§ **TEXT SECTION**:

Skip to content

Core Concepts

This page explains the key concepts and design patterns used in biodbs.

Architecture Overview

biodbs follows a layered architecture:

┌──────────────────────────────────────────────────────────────────────┐
│                          User Interface                               │
│   biodbs.fetch  │  biodbs.translate  │  biodbs.analysis │ biodbs.graph │
├──────────────────────────────────────────────────────────────────────┤
│                     Convenience Functions                             │
│           uniprot_get_entry(), translate_gene_ids()                  │
├──────────────────────────────────────────────────────────────────────┤
│                       Fetcher Classes                                 │
│       UniProt_Fetcher, PubChem_Fetcher, Ensembl_Fetcher              │
├──────────────────────────────────────────────────────────────────────┤
│                      Data Models (Pydantic)                           │
│           UniProtEntry, CompoundData, GeneData                       │
├──────────────────────────────────────────────────────────────────────┤
│                 Rate Limiting & Retry Logic                           │
│                     request_with_retry()                              │
└──────────────────────────────────────────────────────────────────────┘

Fetcher Classes vs Convenience Functions

biodbs provides two ways to access each database:

Simple, stateless functions for common operations. See the full list in the Fetch API Reference.

Point-based annotation data:
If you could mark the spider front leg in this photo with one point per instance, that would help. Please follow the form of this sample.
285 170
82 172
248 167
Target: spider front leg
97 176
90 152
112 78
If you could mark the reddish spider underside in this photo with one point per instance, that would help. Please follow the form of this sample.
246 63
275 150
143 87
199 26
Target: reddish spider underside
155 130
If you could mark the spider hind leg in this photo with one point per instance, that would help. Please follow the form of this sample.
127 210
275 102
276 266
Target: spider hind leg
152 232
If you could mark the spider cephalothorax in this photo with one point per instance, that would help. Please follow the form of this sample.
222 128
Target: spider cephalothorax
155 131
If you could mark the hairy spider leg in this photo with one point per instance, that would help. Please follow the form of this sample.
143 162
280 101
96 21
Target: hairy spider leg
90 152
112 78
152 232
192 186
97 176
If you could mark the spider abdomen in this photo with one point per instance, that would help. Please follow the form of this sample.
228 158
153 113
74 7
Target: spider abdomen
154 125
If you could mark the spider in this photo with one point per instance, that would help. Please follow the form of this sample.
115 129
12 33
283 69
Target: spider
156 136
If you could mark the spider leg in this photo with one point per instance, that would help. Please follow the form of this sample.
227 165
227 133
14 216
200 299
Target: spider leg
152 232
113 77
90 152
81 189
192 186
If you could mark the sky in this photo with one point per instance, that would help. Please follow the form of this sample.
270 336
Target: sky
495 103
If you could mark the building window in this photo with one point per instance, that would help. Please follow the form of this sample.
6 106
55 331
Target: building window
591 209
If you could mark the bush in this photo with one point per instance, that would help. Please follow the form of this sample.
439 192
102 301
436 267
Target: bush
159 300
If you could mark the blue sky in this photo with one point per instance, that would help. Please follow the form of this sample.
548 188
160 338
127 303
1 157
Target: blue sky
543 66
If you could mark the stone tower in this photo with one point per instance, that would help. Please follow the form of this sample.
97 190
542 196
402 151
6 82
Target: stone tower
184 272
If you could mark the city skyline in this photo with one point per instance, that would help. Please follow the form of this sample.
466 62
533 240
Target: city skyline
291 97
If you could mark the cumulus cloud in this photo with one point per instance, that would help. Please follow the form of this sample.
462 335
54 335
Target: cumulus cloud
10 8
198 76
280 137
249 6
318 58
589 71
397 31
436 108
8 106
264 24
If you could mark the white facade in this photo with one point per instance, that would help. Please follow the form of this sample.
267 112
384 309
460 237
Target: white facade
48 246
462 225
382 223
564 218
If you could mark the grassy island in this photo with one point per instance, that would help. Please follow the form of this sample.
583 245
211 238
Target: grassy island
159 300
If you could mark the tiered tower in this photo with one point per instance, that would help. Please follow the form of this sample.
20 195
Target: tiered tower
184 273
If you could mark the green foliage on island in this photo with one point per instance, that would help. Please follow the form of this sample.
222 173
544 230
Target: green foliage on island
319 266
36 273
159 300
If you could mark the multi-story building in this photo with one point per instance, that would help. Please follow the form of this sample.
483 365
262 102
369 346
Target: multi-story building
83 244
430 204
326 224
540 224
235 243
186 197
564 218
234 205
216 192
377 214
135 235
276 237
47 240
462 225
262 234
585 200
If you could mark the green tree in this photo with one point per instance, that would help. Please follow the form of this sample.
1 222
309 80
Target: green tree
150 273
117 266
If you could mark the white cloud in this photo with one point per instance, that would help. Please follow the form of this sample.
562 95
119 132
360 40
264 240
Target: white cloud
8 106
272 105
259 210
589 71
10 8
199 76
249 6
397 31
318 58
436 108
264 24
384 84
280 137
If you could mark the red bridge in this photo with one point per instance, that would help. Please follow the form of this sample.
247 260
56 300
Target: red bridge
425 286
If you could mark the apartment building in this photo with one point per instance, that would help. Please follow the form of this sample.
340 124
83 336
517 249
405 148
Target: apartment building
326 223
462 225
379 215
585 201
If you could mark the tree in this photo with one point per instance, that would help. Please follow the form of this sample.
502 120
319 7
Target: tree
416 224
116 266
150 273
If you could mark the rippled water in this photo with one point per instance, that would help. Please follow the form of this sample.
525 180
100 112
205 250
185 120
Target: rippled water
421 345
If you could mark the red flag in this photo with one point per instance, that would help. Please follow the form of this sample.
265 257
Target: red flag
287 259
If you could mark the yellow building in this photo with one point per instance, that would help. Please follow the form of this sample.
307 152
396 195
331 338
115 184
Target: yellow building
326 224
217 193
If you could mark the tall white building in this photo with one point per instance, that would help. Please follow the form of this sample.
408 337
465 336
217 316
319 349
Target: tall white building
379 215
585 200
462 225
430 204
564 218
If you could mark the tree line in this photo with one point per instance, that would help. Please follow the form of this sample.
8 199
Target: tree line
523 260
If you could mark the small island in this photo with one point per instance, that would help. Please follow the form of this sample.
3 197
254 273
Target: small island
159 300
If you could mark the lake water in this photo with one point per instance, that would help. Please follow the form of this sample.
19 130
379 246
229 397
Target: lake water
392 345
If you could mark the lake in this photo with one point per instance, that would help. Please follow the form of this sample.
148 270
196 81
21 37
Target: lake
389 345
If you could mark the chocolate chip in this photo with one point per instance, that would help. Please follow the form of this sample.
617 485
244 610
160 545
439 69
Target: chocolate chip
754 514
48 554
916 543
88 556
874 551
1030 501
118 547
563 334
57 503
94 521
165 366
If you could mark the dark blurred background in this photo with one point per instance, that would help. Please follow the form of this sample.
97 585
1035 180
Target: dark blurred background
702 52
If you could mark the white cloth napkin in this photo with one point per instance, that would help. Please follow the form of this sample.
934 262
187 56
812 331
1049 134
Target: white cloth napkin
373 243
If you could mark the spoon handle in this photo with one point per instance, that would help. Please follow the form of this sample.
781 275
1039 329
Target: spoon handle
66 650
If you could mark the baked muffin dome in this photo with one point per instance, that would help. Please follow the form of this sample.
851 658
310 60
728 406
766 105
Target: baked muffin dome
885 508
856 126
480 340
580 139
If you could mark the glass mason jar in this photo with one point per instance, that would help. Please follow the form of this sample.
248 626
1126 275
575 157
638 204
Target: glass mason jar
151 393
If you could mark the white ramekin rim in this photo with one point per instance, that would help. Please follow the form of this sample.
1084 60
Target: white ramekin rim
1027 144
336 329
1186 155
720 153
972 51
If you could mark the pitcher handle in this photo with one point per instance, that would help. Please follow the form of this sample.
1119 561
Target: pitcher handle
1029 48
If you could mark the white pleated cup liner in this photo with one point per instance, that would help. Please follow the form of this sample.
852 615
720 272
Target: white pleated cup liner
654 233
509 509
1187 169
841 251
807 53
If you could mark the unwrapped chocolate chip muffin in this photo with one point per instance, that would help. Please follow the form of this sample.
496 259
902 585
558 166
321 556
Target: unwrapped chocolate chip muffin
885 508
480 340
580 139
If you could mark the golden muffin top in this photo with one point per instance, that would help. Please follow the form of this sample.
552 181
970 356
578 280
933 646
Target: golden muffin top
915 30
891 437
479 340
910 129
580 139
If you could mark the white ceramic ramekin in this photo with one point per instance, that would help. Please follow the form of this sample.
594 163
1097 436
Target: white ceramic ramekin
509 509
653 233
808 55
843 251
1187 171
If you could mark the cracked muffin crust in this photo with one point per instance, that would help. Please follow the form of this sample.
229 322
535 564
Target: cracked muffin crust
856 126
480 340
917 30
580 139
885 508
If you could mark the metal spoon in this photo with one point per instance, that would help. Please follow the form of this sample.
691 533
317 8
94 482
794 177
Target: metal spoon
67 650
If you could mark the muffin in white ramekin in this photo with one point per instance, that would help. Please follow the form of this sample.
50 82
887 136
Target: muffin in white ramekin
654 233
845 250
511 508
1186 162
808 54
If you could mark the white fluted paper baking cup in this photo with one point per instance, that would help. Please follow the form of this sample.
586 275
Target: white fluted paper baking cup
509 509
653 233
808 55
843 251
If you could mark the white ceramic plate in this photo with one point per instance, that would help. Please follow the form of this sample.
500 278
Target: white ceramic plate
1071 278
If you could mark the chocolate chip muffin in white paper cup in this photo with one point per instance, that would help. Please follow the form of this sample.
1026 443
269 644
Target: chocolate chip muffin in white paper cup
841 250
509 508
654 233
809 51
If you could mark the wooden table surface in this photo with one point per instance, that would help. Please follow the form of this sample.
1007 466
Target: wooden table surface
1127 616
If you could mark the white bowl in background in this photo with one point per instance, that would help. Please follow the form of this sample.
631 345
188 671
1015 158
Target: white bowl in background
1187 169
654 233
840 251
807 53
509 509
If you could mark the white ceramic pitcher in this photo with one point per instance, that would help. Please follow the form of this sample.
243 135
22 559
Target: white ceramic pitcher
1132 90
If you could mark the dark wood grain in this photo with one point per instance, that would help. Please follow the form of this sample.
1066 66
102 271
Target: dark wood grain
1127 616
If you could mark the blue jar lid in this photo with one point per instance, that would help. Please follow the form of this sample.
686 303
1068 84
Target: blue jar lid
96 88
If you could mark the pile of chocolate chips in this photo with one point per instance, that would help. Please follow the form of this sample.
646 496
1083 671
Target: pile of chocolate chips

§ **DIRECTIVE 1**:
Change the part of the biodbs page that begins at the words "Fetcher Classes vs" and ends after "Fetch API Reference.", writing "service" in place of "database".
§ **DIRECTIVE 2**:
Collect every line of the rows that contains the string "multi".

§ **WRITTEN RESPONSE 1**:
Fetcher Classes vs Convenience Functions

biodbs provides two ways to access each service:

Simple, stateless functions for common operations. See the full list in the Fetch API Reference.

§ **WRITTEN RESPONSE 2**:
If you could mark the multi-story building in this photo with one point per instance, that would help. Please follow the form of this sample.
Target: multi-story building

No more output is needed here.